_Assignment_:
Would you output all the entries below without altering a word?

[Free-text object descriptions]

BEGIN

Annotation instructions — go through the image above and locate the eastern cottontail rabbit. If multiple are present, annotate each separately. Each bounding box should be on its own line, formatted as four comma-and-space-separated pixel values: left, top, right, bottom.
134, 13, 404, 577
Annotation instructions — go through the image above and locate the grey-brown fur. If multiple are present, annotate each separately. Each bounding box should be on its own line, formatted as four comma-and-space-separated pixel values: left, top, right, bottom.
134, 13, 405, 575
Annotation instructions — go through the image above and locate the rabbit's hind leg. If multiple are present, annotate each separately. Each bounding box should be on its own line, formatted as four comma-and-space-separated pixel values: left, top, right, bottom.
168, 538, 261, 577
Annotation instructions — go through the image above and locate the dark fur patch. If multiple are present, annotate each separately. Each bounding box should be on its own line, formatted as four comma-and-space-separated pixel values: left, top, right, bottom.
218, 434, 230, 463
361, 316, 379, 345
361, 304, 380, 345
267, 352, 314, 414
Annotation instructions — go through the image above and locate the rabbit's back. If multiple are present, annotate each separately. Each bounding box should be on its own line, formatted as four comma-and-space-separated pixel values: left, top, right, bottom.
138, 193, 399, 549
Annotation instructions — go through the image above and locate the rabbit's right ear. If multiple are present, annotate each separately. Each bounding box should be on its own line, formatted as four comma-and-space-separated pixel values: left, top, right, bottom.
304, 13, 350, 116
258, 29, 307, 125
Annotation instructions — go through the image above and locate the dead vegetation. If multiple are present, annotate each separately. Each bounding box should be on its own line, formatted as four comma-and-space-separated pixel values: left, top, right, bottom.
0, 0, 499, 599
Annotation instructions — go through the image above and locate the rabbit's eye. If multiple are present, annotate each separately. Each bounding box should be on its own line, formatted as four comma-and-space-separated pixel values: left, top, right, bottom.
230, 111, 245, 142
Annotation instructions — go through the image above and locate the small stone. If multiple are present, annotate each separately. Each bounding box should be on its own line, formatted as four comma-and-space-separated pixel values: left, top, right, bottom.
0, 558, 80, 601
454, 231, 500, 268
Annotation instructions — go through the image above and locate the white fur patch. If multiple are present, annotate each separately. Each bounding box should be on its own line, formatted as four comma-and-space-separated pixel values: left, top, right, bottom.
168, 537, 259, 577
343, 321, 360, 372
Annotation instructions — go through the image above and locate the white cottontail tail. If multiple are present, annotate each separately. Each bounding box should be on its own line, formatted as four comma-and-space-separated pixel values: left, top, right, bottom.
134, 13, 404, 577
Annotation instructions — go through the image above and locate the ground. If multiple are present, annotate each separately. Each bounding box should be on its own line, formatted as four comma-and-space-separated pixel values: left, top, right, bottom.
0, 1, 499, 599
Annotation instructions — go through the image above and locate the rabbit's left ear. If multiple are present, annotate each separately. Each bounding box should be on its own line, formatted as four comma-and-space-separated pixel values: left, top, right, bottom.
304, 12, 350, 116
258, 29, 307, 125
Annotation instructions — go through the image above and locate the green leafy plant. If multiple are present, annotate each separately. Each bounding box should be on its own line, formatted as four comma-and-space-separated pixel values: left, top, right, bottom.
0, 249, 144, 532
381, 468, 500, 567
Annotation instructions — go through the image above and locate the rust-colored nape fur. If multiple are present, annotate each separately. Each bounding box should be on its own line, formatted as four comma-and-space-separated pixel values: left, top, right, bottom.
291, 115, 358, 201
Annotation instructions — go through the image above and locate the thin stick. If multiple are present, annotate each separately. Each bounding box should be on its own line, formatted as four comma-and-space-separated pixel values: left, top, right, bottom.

END

_Output_:
Annotation instructions — go through the image above and locate the eastern cottontail rabbit. If multiple are present, annotate each separately. Each bounding box should be on its own line, formatted as four comma-and-space-separated pixel values: left, top, right, bottom.
134, 13, 404, 577
Annotation instructions — go through the image above and locate the grey-brown fur. If multiple are present, annotate each separately. Each bounding box should be on its own line, formatted as four comma-and-space-separated pixel values: left, top, right, bottom.
134, 13, 405, 575
Annotation instructions — go through the image above and locate the rabbit's hind leg. If multiple are present, annotate each separately. Each bounding box should be on its own line, formatted as four comma-and-space-separated pixel values: left, top, right, bottom.
168, 538, 261, 577
Annotation instructions — go through the image above and locate the dark fur patch. If multiple are present, annotate each separately. Each bounding box should be on its own line, formatted as four comma-and-space-separated pixel values: left, top, right, bottom.
218, 434, 230, 463
361, 316, 379, 345
361, 304, 380, 345
267, 352, 314, 414
Annotation instructions — go through the image above and locate the rabbit's back. If multiple are present, annotate each separately. Each bounding box should be on its own line, formatted as four comma-and-space-separated pixel values: left, top, right, bottom.
138, 193, 399, 549
Annotation instructions — go through the image above and locate the rabbit's right ear. If multiple are present, annotate each separately. Each bounding box should be on its own line, formatted as four comma-and-space-separated pixel values: left, top, right, bottom.
304, 13, 350, 116
258, 29, 307, 125
Annotation instructions — go through the image above and locate the dead vegetation. If multiple are present, annotate each separately. Each bounding box should be on its own line, formatted as four comma-and-space-separated pixel values: left, top, right, bottom.
0, 0, 499, 599
Annotation instructions — go through the image above and locate the rabbit's eye. If multiple are present, annotate each separately. Each bounding box should be on its own line, formatted as four comma-and-space-separated pixel values: left, top, right, bottom.
230, 111, 245, 142
Annotation instructions — go through the image above and locate the small stone. If multiple are present, annotate each separately. Each bounding box should be on its own line, formatted as four comma-and-space-separated pixel values: left, top, right, bottom.
0, 558, 80, 601
454, 231, 500, 268
Annotation instructions — go through the image above and locate the white fur patch. If multiple are present, annotate each separately. Each bounding box should be on its own line, formatted as four comma-and-space-separated pixel values: left, top, right, bottom.
168, 537, 259, 577
343, 321, 360, 372
Annotation instructions — go through the image above and locate the white cottontail tail. If multiple are present, annotate each separately. Each bounding box should be on its own line, formatted as four comma-and-space-separated pixel values: left, top, right, bottom.
134, 13, 404, 577
Annotation instructions — go through the image above and locate the ground. If multiple are present, annotate each separately. Each bounding box should be on its own line, formatted as four comma-and-space-separated pixel values: left, top, right, bottom.
0, 1, 499, 599
Annotation instructions — go through the image above and locate the rabbit's left ear. If multiple are present, annotate each separately. Each bounding box should be on its own line, formatted as four comma-and-space-separated pixel values: left, top, right, bottom.
304, 12, 350, 116
258, 29, 307, 125
Annotation instructions — go through the image above and locate the green leafy plant. If multiple are present, annotate each separately. Each bounding box should be on its own line, formatted as four comma-and-space-separated pixel values: left, top, right, bottom.
0, 249, 144, 532
381, 468, 500, 567
Annotation instructions — go through the image above and locate the rust-colored nape fur. If multiple are present, annotate each separately. Each bounding box should be on its own line, formatted as four comma-and-space-separated pixel values: left, top, right, bottom.
291, 115, 358, 201
Annotation instructions — go through the image above and locate the thin stick. If multiple are present, annotate each separately. Each bounding box should be on its own line, formatted as four comma-and-space-separated pixel values: left, top, right, bottom.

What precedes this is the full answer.